REQUIREMENTS. State how many lines of the material contain the word "jacket". Give only the number.

☆ ☆ ☆ ☆ ☆

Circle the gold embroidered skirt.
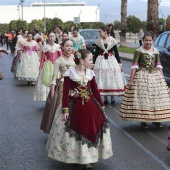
[119,70,170,122]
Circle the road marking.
[125,74,130,77]
[146,132,168,145]
[107,106,170,170]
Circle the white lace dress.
[16,40,40,81]
[94,37,127,96]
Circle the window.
[166,34,170,48]
[158,34,168,47]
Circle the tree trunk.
[120,0,127,46]
[146,0,159,36]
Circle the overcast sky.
[0,0,170,23]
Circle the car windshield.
[80,31,100,39]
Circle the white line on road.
[107,106,170,170]
[125,74,130,77]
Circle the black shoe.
[152,122,162,128]
[111,100,115,104]
[140,122,148,129]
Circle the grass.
[118,47,136,54]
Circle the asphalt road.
[0,52,170,170]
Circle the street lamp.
[44,0,46,33]
[20,0,25,21]
[79,9,82,22]
[17,5,20,20]
[96,4,100,22]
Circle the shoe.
[152,122,162,128]
[140,122,148,129]
[27,81,31,85]
[104,100,109,104]
[85,164,93,169]
[111,100,115,104]
[0,49,8,54]
[31,81,35,85]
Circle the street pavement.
[0,51,170,170]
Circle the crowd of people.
[0,25,170,169]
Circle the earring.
[81,63,85,70]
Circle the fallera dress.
[94,36,127,96]
[34,44,62,101]
[120,47,170,122]
[40,55,75,133]
[46,67,113,164]
[16,40,40,81]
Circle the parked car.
[79,29,100,55]
[154,31,170,77]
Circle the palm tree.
[120,0,127,46]
[146,0,159,36]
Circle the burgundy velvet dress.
[47,67,113,164]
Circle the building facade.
[0,2,100,23]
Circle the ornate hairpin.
[76,51,81,59]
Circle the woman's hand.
[63,113,69,121]
[128,80,133,89]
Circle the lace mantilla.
[96,37,117,54]
[42,43,61,53]
[64,66,95,82]
[137,47,159,55]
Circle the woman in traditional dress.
[47,49,113,169]
[94,27,127,104]
[11,30,28,74]
[120,33,170,129]
[70,27,86,51]
[16,33,40,85]
[34,33,62,101]
[0,48,8,80]
[40,39,75,133]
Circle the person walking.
[94,27,127,104]
[40,39,75,133]
[119,32,170,129]
[46,49,113,169]
[34,33,62,101]
[16,32,40,85]
[70,27,86,51]
[138,28,144,47]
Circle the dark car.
[79,29,100,55]
[154,31,170,77]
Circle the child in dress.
[47,49,113,169]
[120,33,170,129]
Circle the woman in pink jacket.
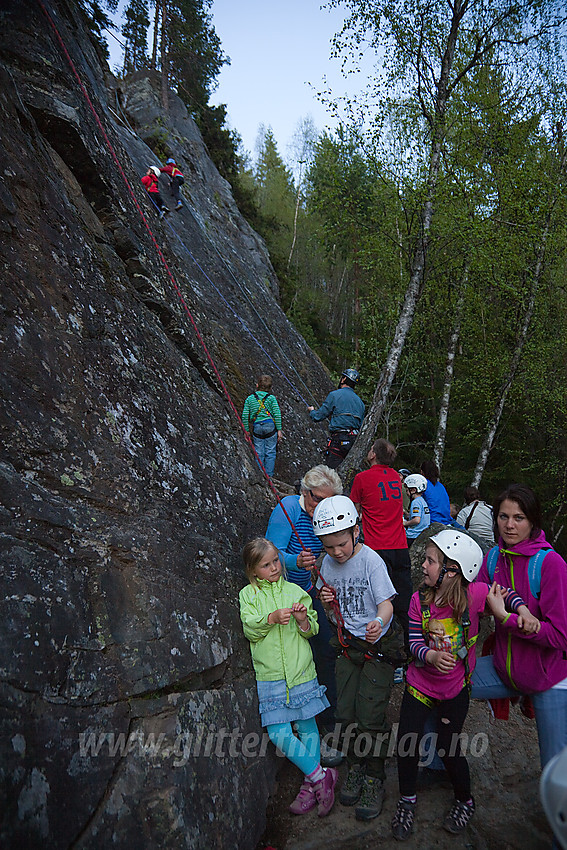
[471,484,567,767]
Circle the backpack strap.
[486,546,500,581]
[248,392,276,431]
[528,549,552,599]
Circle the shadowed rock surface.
[0,0,331,850]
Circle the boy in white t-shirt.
[404,473,431,548]
[313,496,403,820]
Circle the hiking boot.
[289,780,317,815]
[313,767,339,818]
[321,738,345,767]
[354,776,384,820]
[392,800,415,841]
[339,764,364,806]
[443,799,475,833]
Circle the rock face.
[0,0,331,850]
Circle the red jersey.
[350,464,408,549]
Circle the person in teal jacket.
[239,537,338,817]
[242,375,282,478]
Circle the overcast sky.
[104,0,372,166]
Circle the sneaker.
[354,776,384,820]
[313,767,339,818]
[339,764,364,806]
[443,799,475,833]
[289,780,317,815]
[392,800,415,841]
[321,738,345,767]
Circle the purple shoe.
[289,780,317,815]
[313,767,339,818]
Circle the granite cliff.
[0,0,331,850]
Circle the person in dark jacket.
[307,369,365,469]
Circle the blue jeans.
[471,655,567,767]
[252,419,278,478]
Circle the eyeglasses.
[309,490,325,505]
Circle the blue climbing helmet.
[341,369,360,384]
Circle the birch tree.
[330,0,561,480]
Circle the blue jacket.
[309,387,365,434]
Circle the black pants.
[325,431,356,469]
[396,688,471,801]
[169,175,185,204]
[375,549,413,650]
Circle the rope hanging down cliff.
[38,0,344,643]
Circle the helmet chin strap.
[435,555,447,589]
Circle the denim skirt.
[256,679,329,726]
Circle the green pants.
[335,649,394,779]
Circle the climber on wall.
[160,159,185,210]
[307,369,365,469]
[142,165,169,218]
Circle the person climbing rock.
[307,369,365,469]
[142,165,169,218]
[160,159,185,210]
[242,375,282,478]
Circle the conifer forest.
[92,0,567,553]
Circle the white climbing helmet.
[539,747,567,850]
[313,496,358,537]
[429,528,483,581]
[404,472,427,493]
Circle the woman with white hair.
[266,464,343,767]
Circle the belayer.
[160,159,185,210]
[307,369,365,469]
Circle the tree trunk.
[150,0,160,71]
[340,0,468,486]
[160,0,169,112]
[433,261,469,470]
[471,242,550,487]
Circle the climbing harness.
[37,0,344,633]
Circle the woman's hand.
[365,620,382,643]
[425,649,457,673]
[486,582,508,621]
[517,605,541,635]
[268,608,292,626]
[296,549,317,570]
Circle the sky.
[108,0,378,166]
[206,0,371,159]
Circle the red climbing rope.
[37,0,346,646]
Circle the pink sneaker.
[313,767,339,818]
[289,780,318,815]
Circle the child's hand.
[518,605,541,635]
[486,582,508,620]
[426,649,457,673]
[365,620,382,643]
[319,586,337,605]
[268,608,291,626]
[296,549,317,570]
[291,602,309,632]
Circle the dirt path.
[259,685,551,850]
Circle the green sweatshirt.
[242,390,282,431]
[239,577,319,688]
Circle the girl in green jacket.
[240,537,338,817]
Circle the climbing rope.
[37,0,346,645]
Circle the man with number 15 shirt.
[350,439,412,646]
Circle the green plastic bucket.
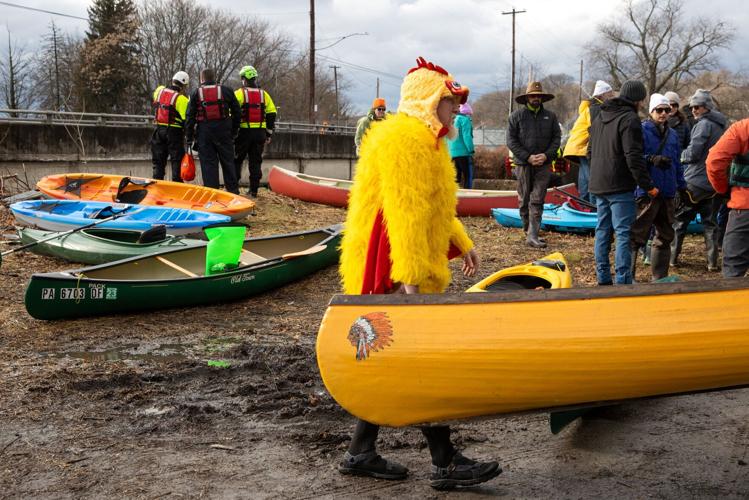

☆ ☆ ☆ ☆ ☆

PROBLEM SOLUTION. 5